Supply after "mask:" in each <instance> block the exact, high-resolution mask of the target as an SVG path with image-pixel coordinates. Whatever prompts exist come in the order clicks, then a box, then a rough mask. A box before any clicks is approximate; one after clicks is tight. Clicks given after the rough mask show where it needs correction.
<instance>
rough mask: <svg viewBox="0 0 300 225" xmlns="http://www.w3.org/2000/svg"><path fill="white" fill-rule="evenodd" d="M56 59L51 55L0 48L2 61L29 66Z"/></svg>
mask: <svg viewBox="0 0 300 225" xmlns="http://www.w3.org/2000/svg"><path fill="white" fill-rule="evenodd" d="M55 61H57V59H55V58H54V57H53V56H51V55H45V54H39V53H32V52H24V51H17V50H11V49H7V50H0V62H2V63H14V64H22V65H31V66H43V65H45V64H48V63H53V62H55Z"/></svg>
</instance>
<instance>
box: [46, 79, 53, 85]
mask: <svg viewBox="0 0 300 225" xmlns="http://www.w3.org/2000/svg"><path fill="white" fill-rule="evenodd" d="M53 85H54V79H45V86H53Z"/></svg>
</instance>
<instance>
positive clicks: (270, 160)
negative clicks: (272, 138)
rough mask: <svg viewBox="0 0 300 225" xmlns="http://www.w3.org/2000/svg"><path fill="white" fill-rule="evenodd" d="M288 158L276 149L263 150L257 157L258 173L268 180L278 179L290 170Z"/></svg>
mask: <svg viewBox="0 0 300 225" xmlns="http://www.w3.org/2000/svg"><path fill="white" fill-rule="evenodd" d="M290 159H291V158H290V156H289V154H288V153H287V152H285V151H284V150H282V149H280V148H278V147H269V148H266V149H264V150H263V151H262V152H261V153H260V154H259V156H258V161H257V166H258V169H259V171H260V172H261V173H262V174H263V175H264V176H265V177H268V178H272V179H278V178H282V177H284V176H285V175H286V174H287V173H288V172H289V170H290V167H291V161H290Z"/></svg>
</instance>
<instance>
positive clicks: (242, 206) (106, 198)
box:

────

ACTIVITY:
Please count the lines of the material above that contain the string "positive", matching case exactly, and reply with the number alone.

ANSWER FOR THIS EXERCISE:
2